## Available data
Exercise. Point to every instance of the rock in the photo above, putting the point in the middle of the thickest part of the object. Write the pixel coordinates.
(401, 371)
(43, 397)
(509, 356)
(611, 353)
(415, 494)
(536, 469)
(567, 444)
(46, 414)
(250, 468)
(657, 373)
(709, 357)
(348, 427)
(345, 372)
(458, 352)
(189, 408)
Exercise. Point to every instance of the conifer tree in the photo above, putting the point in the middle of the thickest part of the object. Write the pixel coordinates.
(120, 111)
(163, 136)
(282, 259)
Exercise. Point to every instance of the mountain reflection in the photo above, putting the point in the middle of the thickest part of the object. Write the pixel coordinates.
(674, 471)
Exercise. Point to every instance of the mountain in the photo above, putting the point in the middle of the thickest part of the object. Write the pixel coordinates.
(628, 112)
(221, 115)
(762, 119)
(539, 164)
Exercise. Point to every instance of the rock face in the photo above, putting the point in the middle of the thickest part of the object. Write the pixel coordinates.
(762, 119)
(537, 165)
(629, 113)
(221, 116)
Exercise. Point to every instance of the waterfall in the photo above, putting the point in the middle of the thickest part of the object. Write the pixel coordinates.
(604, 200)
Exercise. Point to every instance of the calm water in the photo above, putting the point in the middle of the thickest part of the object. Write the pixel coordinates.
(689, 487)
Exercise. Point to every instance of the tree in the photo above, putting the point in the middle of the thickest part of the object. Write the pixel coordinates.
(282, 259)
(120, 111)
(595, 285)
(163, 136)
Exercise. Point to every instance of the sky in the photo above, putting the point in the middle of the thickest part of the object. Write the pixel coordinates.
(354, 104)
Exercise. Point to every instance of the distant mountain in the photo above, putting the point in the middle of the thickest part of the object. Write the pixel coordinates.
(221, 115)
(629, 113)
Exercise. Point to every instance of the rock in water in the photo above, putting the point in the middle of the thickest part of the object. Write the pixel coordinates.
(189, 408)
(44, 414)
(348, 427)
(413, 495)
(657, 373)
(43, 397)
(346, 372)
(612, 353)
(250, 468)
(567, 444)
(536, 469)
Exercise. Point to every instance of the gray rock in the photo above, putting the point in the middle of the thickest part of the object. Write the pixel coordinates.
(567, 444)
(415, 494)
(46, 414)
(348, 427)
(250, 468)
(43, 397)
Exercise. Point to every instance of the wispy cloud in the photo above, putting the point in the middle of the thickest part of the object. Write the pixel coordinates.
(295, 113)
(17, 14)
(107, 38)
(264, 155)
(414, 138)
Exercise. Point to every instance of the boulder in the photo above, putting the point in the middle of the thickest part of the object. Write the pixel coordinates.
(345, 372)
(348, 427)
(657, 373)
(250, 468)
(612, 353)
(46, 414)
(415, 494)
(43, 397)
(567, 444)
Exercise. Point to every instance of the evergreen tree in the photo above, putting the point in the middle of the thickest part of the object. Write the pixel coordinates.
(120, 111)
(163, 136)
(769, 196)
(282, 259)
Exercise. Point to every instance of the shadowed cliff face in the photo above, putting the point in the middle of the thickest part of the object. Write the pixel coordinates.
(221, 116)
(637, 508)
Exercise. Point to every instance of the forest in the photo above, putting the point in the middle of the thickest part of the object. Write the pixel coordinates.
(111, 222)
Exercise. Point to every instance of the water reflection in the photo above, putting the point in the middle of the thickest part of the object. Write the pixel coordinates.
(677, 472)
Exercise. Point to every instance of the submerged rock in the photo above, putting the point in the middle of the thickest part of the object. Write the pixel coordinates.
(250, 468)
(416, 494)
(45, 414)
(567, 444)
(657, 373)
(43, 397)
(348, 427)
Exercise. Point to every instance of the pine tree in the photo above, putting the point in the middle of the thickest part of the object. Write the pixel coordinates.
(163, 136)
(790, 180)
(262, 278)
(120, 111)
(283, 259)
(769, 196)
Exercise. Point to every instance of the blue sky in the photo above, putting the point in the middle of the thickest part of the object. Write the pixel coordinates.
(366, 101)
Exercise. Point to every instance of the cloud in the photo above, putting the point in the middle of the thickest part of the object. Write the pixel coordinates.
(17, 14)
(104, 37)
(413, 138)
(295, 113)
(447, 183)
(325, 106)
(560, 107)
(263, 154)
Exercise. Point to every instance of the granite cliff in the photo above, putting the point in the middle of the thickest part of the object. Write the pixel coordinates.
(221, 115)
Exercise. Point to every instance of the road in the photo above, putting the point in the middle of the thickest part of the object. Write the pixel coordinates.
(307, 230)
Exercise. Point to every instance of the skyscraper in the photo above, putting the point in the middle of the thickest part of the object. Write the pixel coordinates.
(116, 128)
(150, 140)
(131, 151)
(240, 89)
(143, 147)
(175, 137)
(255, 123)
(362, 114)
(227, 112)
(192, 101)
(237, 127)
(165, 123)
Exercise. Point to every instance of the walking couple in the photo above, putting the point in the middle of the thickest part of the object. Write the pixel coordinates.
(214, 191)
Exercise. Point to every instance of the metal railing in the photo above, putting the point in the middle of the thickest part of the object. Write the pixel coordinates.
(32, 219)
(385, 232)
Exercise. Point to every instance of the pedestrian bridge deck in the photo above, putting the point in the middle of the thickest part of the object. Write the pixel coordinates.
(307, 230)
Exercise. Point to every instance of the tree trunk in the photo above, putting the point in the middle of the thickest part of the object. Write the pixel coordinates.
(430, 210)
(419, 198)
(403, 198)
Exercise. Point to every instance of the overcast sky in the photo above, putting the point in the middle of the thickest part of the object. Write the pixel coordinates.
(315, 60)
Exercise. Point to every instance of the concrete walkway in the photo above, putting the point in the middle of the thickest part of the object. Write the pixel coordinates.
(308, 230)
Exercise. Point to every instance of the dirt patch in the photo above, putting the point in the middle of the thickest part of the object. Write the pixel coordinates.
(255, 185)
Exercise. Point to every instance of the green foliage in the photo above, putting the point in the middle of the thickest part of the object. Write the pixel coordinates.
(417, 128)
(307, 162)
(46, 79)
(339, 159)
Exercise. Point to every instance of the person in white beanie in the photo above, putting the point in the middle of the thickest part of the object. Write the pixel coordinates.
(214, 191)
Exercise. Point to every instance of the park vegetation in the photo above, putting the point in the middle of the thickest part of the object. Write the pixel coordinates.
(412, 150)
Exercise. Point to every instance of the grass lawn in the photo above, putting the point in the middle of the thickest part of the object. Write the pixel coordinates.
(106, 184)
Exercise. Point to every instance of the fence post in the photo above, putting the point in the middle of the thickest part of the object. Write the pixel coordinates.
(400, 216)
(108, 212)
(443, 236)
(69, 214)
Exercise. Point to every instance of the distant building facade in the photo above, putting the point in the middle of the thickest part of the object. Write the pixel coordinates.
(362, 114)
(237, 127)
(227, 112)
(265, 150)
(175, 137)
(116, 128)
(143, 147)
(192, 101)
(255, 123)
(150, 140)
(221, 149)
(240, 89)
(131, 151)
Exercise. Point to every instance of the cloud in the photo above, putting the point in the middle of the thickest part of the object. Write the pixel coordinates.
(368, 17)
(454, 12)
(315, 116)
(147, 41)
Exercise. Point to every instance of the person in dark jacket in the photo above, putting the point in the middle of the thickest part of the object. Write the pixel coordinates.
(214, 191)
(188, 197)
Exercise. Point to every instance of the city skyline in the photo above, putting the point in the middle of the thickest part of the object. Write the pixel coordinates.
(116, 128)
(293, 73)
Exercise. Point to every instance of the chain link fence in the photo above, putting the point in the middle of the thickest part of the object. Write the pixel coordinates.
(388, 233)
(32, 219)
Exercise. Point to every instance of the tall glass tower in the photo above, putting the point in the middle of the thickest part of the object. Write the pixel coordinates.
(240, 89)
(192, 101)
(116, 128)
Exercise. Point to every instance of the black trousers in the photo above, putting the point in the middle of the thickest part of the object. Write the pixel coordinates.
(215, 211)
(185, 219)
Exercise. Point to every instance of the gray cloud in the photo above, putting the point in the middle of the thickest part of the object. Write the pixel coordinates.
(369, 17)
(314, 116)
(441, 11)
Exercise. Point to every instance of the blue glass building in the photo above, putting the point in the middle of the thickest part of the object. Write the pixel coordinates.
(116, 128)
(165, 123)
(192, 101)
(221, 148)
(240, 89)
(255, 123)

## Task item
Please repeat, exactly and only, the lines from the one containing "Exercise. Point to every instance of the blue glass" through the last line of the records, both included.

## Exercise answer
Exercise. Point to every instance of the blue glass building in the photo above, putting the point in the middle of the thickest part of the object. Write the pixel coordinates.
(116, 128)
(165, 123)
(192, 101)
(221, 148)
(240, 89)
(255, 123)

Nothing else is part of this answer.